[Referring expression data]
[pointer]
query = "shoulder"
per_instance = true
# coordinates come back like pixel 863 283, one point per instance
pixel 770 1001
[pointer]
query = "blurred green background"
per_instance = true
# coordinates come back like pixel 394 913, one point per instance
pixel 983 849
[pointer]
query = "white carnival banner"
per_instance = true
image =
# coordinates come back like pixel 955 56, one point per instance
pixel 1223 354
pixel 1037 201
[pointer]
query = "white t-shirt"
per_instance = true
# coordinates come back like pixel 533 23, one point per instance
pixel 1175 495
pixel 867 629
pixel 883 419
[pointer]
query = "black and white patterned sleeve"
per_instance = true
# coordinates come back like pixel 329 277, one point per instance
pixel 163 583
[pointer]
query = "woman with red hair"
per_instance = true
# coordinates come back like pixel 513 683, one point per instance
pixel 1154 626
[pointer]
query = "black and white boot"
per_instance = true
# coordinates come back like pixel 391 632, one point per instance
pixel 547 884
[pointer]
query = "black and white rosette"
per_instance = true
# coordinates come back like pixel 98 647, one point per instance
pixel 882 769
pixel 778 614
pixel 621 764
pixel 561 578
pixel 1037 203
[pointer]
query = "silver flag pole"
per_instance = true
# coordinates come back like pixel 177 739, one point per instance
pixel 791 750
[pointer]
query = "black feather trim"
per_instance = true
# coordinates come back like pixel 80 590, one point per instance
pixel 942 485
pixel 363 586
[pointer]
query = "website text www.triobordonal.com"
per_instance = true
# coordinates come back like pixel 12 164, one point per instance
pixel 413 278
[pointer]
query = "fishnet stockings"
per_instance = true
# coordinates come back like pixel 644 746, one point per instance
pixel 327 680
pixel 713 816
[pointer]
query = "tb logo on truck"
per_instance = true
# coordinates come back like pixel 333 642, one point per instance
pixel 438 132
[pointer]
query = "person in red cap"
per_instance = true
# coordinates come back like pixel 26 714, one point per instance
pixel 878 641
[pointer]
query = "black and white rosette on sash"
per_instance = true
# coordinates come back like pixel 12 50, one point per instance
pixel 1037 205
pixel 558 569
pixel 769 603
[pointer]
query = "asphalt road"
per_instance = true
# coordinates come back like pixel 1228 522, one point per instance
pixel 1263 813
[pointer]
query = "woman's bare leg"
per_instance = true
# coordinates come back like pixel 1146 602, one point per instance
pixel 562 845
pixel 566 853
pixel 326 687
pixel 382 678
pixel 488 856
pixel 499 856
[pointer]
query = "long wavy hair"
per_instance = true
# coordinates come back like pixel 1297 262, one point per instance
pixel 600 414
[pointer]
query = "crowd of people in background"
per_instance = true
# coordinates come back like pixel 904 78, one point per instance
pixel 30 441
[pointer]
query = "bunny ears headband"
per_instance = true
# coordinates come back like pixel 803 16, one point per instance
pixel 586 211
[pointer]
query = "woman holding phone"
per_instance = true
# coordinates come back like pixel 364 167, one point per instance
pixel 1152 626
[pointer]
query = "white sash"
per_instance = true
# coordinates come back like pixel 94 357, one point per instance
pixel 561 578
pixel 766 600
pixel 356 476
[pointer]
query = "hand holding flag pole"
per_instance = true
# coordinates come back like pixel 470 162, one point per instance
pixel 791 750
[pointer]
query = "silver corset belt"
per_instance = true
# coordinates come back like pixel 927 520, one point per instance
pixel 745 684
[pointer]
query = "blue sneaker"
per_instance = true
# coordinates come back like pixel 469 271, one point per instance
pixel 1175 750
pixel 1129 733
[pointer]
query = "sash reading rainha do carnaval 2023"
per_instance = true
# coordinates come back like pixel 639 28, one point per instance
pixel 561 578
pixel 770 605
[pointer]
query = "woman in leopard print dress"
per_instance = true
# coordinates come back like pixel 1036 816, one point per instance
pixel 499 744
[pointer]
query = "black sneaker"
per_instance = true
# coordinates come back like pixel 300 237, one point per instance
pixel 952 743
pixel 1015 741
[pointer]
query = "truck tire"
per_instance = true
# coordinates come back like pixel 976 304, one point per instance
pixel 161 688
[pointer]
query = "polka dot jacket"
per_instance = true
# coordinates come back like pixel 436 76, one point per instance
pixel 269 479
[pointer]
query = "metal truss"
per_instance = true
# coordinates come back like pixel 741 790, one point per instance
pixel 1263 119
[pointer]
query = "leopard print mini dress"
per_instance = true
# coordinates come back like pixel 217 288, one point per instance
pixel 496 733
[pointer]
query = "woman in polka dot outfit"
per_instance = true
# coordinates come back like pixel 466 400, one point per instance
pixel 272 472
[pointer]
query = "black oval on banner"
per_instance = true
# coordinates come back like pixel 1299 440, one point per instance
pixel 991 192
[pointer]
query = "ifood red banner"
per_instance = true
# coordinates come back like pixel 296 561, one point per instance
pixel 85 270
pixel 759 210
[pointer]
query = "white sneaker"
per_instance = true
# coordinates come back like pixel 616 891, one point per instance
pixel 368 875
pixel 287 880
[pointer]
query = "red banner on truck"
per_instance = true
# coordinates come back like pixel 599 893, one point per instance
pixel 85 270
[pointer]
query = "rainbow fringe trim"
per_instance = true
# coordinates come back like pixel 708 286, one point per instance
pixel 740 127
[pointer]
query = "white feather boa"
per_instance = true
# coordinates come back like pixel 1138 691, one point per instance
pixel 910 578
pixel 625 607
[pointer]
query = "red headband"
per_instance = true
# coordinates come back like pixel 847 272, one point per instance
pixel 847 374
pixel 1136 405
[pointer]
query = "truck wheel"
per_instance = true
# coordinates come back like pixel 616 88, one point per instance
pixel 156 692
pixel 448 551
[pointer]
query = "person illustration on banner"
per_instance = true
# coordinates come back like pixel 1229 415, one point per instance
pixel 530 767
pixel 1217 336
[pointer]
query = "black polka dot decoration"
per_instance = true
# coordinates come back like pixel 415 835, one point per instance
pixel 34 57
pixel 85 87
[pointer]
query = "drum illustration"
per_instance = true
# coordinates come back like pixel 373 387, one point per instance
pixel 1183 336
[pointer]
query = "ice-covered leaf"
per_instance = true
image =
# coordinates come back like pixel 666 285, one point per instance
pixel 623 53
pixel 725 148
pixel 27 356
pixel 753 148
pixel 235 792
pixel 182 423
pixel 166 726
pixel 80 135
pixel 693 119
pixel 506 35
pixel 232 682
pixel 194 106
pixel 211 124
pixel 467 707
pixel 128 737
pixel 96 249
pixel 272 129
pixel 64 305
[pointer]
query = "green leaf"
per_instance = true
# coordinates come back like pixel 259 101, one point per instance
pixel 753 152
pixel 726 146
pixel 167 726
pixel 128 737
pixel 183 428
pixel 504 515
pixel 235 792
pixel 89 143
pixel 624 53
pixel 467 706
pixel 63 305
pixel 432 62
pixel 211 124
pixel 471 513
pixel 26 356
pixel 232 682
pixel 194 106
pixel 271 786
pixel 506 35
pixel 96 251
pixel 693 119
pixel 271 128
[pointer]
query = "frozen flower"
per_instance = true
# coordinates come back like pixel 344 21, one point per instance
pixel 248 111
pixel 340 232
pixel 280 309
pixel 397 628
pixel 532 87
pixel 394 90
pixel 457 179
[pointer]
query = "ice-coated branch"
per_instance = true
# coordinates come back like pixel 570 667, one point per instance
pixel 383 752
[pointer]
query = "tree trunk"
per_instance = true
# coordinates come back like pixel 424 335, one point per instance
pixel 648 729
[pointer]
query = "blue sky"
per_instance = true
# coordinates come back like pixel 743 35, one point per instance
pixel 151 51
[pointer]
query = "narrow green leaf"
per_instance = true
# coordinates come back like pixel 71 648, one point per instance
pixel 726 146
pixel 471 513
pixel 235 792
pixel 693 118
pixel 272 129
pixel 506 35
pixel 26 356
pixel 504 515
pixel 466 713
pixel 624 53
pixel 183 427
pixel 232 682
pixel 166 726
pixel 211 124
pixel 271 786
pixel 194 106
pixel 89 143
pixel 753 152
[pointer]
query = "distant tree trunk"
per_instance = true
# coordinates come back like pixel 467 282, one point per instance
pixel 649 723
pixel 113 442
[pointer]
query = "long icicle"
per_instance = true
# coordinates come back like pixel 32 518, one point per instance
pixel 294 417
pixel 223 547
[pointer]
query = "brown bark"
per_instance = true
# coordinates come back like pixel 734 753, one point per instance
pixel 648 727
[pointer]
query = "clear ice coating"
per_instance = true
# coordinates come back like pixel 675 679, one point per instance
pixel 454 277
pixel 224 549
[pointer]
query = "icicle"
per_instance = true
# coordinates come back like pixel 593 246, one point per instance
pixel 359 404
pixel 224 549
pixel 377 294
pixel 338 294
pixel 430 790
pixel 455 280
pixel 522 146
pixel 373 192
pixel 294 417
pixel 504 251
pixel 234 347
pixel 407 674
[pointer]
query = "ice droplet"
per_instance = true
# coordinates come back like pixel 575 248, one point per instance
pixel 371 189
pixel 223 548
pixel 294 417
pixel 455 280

*Task description*.
Check each line of the entries above for the string "leaf", and return those that contain it.

*Written answer*.
query = "ice-covered leaf"
query = "green leaf"
query = "narrow green leaf"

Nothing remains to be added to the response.